▸ **DOCUMENT TEXT**:

More details about each raster are available within the archive.

Dataset of Occurrences

The dataset is composed in multiple files:

  • PL_complete.csv
  • PL_trusted.csv
  • noPlant.csv
  • GLC_2018.csv

More details about the dataset are given in the protocol note. The datasets columns include :

Name Description Data source
Longitude decimal longitude in the WGS84 coordinate system. All
Latitude decimal latitude in the WGS84 coordinate system. All
glc19SpId The GLC19 reference identifier for the species name. All
scName the original data source taxon name of the occurrence. All
coordinateuncertaintyinmeters location uncertainty. GBIF
accuracy coordinate uncertainty in meters mostly computed by smartphone devices. PL
date date of the observation. PL
eventDate date of the observation. GBIF
X_key a key for the observation. PL
session Pl@ntNet session ID PL
project the plantnet taxonomic referential to which the original taxon name belong. PL
FirstResPLv2Score the confidence score of the automatically identified species. PL

Notice that the most important fields are Latitude and Longitude in order to extract the environmental patch and glc19SpId which contains the species ID.

2. Python3

The file environmental_raster_glc.py provides to the participant of the GLC19 challenge a mean to extract environmental patches or vectors given the provided rasters. Providing a set of input rasters, it enables the online (in memory) extraction of environmental patches at a given spatial position OR of the offline construction (on disk) of all the patches of a set of spatial positions.

The following examples are for python3 but the code should work with python2.

The environmental_raster_glc.py follows two goals:

  • in code use,
  • command line use.

In code use enables to extract environmental tensors on the go, for instance within a Pytorch dataset, thus reducing IO and improving training performances.

The command line use enables to export the dataset on disk.

▸ **DATA**:
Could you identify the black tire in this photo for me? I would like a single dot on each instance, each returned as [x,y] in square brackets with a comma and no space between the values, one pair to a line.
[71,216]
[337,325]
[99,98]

▸ **REQUEST**:
Edit the part of the GLC19 dataset text that opens with the words containing "The file environmental_raster_glc.py" and closes with "dataset on disk.", replacing "rasters" with "grids".

▸ **ANSWER IN FULL**:
The file environmental_raster_glc.py provides to the participant of the GLC19 challenge a mean to extract environmental patches or vectors given the provided grids. Providing a set of input grids, it enables the online (in memory) extraction of environmental patches at a given spatial position OR of the offline construction (on disk) of all the patches of a set of spatial positions.

The following examples are for python3 but the code should work with python2.

The environmental_raster_glc.py follows two goals:

  • in code use,
  • command line use.

In code use enables to extract environmental tensors on the go, for instance within a Pytorch dataset, thus reducing IO and improving training performances.

The command line use enables to export the dataset on disk.